**Texto de leitura**.
--

Há poucas semanas, apresentámos o brasileiro Bonifrate ao público português, na tentativa de fazer luz sobre um dos projectos mais interessantes da música brasileira contemporânea. Entre a folk e o psicadelismo, influência assumida pelos mais jovens Boogarins, Pedro Bonifrate é o homem por trás da música. Nesta entrevista, ficaremos a conhecer melhor este habitante de Paraty, e buscamos encontrar os laços atlânticos que o unem a Portugal. Para além de ter colaborado no tema “Verso Inverso”, no Projecto Fuga do português Pedro Pereira, está em curso um trabalho com base num texto de Garcia de Resende, poeta português dos séculos XV e XVI.
Senhoras e senhores…Pedro Bonifrate.
Altamont: O teu som tem uma matriz psicadélica mas também de folk pastoral. O facto de viveres perto do mar e da natureza leva-te a isso, em vez de usar mais os sons mais eléctricos?

--

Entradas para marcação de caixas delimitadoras

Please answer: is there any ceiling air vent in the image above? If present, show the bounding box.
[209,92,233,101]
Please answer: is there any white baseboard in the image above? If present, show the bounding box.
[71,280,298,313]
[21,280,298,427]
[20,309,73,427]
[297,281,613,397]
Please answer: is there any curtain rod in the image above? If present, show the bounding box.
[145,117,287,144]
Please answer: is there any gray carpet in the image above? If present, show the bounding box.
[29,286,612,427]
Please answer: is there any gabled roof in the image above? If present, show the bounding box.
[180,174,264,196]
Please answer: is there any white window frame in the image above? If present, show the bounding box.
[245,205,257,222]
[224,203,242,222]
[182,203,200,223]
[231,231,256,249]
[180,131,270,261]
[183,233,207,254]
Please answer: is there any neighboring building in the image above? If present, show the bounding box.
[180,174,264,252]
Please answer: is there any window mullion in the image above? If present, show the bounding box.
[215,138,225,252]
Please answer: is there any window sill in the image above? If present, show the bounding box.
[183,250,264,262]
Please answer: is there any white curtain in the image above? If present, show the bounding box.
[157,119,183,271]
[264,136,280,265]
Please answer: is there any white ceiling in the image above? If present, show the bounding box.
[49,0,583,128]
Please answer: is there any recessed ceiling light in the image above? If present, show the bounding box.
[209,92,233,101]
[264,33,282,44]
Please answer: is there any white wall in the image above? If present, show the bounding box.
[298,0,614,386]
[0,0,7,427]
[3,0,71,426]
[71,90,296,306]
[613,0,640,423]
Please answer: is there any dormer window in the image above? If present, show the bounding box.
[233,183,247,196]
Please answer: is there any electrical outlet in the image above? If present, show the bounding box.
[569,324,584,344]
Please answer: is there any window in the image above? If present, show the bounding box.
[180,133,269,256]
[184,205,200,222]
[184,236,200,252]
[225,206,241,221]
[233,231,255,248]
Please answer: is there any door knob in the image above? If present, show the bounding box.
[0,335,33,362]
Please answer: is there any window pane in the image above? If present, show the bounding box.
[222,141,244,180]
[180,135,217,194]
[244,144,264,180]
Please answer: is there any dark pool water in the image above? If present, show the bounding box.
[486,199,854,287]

--

**Pedido 1**.
Retranscreve sem alterações as linhas dos registos, desde o início até à linha que contém "[180,174,264,196]", inclusive.
**Pedido 2**.
Prossegue a entrevista a Pedro Bonifrate a partir do ponto em que o texto termina.

**Resposta 1**.
Please answer: is there any ceiling air vent in the image above? If present, show the bounding box.
[209,92,233,101]
Please answer: is there any white baseboard in the image above? If present, show the bounding box.
[71,280,298,313]
[21,280,298,427]
[20,309,73,427]
[297,281,613,397]
Please answer: is there any curtain rod in the image above? If present, show the bounding box.
[145,117,287,144]
Please answer: is there any gray carpet in the image above? If present, show the bounding box.
[29,286,612,427]
Please answer: is there any gabled roof in the image above? If present, show the bounding box.
[180,174,264,196]

**Resposta 2**.
Bonifrate: Algum tipo de “folk pastoral” esteve sempre presente na minha formação musical, e acho que existe uma conexão entre isso e o fato de eu ter crescido numa cidade do interior onde a serra encontra o mar e onde ainda podemos viver o pouquinho que nos resta da Mata Atlântica. Eu e meus amigos, incluindo o Diogo Valentino, meu parceiro nos Supercordas, vivemos intensamente essa proximidade com a natureza. O primeiro disco dos Supercordas, Seres Verdes ao Redor (2006), e o segundo como Bonifrate, Os anões da Villa do Magma (2005), trazem muito dessa tendência, e inclusive buscam celebrá-la. Mas não acredito ser uma relação tão linear – os sons elétricos sempre estiveram lá, mesmo servindo como fundo aos violões e harmonias vocais. Eu morei no Rio de Janeiro dos 17 aos 30 anos, e o último disco solo que gravei na cidade, Um futuro inteiro, tem muito mais de folk do que o Museu de Arte Moderna, que é um disco que gravei maioritariamente em Paraty, depois que voltei a morar aqui em 2012. Este último álbum me parece o mais elétrico que eu fiz como Bonifrate.
As tuas influências parecem vir de algum Pink Floyd dos primeiros discos, mas também dos incontornáveis Mutantes. Concordas com isso? Que outras coisas foste ouvindo e te servem de inspiração?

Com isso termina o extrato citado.